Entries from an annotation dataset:
╔══

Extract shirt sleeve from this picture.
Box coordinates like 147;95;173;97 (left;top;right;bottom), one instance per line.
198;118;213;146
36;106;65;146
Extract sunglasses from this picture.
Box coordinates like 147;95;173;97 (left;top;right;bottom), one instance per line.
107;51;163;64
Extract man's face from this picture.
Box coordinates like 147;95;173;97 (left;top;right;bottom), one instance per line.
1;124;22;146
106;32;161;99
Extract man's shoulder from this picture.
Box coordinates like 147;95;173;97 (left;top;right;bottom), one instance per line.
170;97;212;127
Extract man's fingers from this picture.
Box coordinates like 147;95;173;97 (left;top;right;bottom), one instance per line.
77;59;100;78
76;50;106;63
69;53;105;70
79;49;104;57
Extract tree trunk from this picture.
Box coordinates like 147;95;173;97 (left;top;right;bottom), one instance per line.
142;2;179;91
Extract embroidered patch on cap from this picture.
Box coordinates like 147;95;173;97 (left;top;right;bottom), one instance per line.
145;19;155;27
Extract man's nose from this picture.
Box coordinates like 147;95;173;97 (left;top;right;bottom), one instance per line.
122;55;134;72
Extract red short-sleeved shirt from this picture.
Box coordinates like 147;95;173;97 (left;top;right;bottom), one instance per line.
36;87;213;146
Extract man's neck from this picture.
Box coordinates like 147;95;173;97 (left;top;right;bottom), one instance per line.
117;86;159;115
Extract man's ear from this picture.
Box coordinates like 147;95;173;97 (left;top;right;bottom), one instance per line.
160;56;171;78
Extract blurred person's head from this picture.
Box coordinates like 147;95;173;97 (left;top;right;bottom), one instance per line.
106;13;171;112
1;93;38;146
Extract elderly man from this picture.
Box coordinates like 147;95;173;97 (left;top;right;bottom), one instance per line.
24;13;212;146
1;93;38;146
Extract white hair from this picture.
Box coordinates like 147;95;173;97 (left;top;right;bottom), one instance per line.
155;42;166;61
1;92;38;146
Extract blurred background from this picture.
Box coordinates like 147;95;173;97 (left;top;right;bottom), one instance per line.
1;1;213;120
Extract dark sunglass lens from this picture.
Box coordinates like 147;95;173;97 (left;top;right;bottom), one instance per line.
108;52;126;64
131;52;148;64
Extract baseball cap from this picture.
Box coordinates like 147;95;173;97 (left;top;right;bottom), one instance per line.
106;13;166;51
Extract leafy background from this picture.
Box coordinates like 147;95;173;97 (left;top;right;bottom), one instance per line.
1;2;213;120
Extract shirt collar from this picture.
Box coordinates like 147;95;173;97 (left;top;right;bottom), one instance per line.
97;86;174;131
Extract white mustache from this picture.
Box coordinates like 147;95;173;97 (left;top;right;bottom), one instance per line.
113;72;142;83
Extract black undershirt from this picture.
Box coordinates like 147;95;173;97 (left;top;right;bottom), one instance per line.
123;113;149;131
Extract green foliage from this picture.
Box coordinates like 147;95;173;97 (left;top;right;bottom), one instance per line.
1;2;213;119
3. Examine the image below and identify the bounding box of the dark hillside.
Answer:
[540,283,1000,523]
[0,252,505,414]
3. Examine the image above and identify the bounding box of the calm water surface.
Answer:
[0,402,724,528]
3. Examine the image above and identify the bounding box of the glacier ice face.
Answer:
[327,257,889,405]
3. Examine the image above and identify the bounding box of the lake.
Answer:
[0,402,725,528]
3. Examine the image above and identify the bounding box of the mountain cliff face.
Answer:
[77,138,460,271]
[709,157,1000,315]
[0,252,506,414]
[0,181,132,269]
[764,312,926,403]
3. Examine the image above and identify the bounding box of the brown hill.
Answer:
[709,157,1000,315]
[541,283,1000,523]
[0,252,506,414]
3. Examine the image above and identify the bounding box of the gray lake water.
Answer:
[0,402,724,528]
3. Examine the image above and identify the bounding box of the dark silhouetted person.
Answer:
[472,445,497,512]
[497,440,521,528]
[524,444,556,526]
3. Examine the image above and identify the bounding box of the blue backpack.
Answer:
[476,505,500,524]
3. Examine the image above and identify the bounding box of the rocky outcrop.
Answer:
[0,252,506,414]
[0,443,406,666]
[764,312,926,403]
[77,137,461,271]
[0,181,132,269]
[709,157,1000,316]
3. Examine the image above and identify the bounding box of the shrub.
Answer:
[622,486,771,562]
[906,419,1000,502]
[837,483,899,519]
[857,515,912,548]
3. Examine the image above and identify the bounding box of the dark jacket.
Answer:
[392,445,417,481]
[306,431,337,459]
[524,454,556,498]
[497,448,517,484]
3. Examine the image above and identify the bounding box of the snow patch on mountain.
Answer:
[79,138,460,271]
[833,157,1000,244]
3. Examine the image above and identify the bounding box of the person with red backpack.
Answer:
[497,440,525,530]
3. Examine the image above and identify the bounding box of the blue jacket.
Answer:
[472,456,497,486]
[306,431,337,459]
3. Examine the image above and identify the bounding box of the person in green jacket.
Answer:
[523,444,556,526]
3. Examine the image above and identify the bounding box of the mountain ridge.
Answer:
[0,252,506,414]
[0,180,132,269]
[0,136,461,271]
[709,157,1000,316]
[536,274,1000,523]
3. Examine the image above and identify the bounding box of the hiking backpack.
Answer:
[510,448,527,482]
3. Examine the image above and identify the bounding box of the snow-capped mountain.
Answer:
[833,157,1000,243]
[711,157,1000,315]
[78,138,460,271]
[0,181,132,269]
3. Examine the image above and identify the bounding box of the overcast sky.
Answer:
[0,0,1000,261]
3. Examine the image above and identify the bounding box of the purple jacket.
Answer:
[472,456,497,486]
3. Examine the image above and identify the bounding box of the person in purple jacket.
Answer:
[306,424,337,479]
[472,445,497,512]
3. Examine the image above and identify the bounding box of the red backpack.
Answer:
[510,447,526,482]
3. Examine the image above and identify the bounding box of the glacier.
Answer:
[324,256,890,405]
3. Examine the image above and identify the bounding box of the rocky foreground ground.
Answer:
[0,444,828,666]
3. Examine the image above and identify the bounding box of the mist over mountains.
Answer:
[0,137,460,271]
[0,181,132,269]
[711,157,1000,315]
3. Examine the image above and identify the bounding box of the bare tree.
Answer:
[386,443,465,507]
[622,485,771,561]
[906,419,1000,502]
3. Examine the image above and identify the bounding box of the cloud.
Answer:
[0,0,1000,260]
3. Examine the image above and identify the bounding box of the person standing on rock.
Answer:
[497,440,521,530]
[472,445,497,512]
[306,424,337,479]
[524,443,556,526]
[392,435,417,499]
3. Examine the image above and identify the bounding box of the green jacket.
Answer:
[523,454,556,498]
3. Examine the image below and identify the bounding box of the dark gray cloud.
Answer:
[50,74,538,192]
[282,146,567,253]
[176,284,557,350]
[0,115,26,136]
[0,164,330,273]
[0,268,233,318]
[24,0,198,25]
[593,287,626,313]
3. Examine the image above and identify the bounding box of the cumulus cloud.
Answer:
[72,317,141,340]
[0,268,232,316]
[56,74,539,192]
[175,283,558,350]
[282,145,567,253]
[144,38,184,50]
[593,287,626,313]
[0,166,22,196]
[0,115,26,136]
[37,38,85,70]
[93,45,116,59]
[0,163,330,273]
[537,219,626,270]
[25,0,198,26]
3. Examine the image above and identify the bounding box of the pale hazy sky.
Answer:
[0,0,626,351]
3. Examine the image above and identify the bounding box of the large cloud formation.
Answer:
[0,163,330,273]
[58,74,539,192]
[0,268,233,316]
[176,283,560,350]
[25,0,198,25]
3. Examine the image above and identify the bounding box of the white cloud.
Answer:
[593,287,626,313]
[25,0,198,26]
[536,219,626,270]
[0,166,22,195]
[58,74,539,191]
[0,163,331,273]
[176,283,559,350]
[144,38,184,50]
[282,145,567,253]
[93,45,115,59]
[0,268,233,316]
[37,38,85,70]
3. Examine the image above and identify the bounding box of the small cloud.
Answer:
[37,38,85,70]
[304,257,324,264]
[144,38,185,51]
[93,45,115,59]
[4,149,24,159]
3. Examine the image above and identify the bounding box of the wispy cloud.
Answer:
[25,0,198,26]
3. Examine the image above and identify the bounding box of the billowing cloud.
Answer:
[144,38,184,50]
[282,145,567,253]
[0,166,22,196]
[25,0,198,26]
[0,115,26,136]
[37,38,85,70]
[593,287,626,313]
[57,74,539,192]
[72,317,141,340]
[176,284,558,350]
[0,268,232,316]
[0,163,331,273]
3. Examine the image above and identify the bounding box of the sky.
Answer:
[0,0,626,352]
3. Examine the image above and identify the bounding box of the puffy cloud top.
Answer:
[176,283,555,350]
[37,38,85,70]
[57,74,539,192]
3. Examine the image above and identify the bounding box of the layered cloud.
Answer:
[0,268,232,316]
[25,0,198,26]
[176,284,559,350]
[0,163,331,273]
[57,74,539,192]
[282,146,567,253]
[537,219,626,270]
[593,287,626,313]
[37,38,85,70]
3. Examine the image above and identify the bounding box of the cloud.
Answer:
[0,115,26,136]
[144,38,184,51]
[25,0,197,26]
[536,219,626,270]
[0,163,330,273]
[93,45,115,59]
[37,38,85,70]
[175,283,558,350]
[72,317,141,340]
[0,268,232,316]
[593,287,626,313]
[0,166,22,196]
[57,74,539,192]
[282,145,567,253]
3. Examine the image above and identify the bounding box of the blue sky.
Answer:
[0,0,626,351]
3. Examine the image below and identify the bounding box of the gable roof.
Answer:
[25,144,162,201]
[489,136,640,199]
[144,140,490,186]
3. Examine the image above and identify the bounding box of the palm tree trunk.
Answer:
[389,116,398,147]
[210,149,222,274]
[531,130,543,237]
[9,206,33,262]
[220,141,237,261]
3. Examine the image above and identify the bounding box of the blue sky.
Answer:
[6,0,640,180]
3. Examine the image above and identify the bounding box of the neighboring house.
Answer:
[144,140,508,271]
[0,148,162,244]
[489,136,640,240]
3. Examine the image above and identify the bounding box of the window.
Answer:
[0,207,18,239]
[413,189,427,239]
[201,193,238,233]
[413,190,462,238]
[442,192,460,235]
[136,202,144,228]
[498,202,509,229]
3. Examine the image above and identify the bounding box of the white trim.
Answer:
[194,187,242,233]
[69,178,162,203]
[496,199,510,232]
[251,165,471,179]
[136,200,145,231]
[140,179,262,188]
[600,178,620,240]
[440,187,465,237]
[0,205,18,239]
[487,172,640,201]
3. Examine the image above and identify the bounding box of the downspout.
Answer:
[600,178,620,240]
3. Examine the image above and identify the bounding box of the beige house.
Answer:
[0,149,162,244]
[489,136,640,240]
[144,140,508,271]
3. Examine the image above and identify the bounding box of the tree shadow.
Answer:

╚══

What is needed
Convert the rows from the line with "calm water surface." to the line with "[536,274,1000,523]" into a two-column CSV with the headers input and output. Give one CSV line per row, with the row's text under input and its answer under output, each in one quoted field with line breaks replaced by spaces.

Solution for this problem
input,output
"3. Examine the image above and identify the bounding box of the calm water surface. Answer:","[0,402,724,528]"
"3. Examine the image above and identify the bounding box of the glacier ice face. Answer:","[327,257,889,405]"
"3. Examine the image above and identify the bounding box of the lake. Answer:","[0,402,725,528]"
"3. Examine the image above and identify the bounding box of the mountain cliff face. Answer:","[77,138,460,271] [709,157,1000,315] [0,252,506,414] [0,181,132,269] [764,312,926,403]"
"3. Examine the image above and identify the bounding box of the brown hill. Answer:","[709,157,1000,315] [541,283,1000,523] [0,252,506,414]"
"3. Examine the image above and identify the bounding box of the gray lake water. Answer:","[0,402,724,528]"
"3. Examine the image above and identify the bounding box of the dark silhouetted person. Answer:","[472,445,497,512] [497,440,521,528] [524,444,556,526]"
"3. Examine the image above and identify the bounding box of the blue backpack. Answer:","[476,505,500,524]"
"3. Examine the image above and identify the bounding box of the rocky outcrop. Answer:","[0,252,506,414] [0,443,406,666] [764,312,926,403] [77,137,461,271] [0,181,132,269] [709,157,1000,316]"
"3. Examine the image above and identify the bounding box of the shrub. Answer:","[622,486,771,562] [906,419,1000,502] [837,483,899,519] [857,515,912,548]"
"3. Examine the image above and identify the bounding box of the dark jacket. Answer:","[392,445,417,481] [306,431,337,459] [524,454,556,498] [497,448,517,484]"
"3. Examine the image above and identify the bounding box of the snow patch on mountain. Answer:","[79,138,460,271] [833,157,1000,244]"
"3. Examine the image above and identify the bounding box of the person with red backpack. Answer:","[497,440,525,530]"
"3. Examine the image above and identify the bounding box of the blue jacket. Answer:","[472,456,497,486] [306,431,337,459]"
"3. Examine the image above and identify the bounding box of the person in green jacket. Answer:","[523,444,556,526]"
"3. Examine the image above and identify the bounding box of the mountain ridge. Answer:","[0,252,506,414] [0,180,132,269] [0,136,461,271] [709,157,1000,316] [536,274,1000,523]"